Count the lines in the records below that contain the word "brown", and give only that count.
--- Raw data Enclosed Below ---
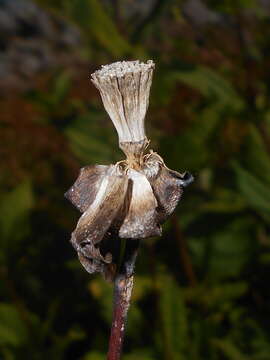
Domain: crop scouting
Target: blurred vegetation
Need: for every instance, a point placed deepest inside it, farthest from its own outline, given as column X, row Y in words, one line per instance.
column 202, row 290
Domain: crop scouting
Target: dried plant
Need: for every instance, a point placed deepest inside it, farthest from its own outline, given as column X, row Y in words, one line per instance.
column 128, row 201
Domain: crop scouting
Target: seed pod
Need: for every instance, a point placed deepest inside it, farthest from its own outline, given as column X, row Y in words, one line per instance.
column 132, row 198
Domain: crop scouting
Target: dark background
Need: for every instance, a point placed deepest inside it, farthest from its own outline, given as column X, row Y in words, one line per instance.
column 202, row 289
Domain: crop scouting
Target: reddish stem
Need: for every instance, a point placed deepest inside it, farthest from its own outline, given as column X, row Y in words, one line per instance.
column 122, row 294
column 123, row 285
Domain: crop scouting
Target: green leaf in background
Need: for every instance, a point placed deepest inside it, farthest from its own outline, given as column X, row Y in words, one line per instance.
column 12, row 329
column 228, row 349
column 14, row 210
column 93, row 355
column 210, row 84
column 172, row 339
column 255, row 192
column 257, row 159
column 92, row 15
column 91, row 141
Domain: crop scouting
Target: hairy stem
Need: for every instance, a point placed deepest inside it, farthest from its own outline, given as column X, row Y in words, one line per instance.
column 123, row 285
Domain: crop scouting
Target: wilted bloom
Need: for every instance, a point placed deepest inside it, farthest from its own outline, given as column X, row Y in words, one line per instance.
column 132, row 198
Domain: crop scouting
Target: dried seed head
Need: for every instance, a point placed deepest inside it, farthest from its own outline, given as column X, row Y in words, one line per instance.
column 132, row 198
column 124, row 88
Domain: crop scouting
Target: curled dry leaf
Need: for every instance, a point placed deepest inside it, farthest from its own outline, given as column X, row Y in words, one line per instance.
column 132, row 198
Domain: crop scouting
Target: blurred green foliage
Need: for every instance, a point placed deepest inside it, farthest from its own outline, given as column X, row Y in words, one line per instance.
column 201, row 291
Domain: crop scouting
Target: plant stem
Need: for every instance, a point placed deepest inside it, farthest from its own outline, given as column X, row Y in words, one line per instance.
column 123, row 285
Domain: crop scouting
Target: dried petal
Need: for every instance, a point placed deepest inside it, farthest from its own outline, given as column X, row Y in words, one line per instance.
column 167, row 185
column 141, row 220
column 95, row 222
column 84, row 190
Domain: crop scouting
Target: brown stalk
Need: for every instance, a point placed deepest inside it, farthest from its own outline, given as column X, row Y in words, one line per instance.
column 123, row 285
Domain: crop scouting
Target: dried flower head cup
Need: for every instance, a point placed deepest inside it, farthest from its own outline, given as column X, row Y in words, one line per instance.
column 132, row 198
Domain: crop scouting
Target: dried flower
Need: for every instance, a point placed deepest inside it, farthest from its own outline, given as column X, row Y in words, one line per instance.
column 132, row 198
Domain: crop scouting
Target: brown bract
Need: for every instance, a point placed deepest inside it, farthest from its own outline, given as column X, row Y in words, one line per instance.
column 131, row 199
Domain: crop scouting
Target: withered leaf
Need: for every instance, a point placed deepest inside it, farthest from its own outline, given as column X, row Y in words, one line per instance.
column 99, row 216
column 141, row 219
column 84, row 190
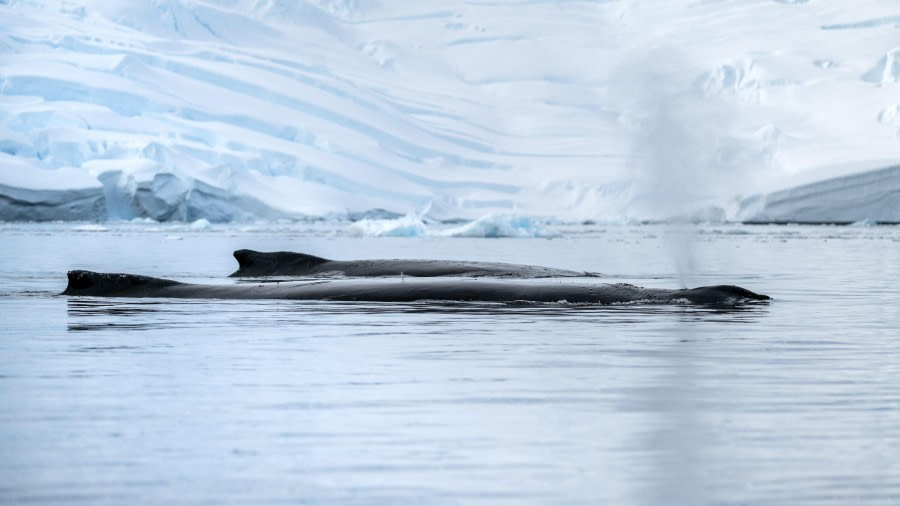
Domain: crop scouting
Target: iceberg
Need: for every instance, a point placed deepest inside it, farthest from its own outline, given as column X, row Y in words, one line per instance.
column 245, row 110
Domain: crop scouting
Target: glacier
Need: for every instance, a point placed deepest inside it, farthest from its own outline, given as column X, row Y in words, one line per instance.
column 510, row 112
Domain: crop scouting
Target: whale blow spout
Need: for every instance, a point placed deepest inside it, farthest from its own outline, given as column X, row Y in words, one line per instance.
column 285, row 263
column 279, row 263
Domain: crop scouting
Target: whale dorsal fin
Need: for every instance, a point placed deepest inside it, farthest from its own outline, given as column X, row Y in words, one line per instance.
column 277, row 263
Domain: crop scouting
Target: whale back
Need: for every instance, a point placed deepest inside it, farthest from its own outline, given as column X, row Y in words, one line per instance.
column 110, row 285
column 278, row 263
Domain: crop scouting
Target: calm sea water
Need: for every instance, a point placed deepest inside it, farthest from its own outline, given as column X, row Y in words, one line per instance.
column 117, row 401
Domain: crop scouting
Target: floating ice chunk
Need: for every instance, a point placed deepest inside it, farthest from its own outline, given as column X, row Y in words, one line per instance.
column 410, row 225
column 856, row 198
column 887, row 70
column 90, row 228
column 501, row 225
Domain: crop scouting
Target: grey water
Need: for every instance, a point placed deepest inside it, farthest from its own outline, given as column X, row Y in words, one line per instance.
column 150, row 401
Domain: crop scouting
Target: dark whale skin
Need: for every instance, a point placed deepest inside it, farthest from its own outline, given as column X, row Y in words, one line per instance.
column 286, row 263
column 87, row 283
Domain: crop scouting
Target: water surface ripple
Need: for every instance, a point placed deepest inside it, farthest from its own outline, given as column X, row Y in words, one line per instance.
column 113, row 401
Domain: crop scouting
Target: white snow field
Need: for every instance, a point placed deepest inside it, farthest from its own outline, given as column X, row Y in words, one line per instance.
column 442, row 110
--- End of Enclosed Raw data ---
- Response to the exercise:
2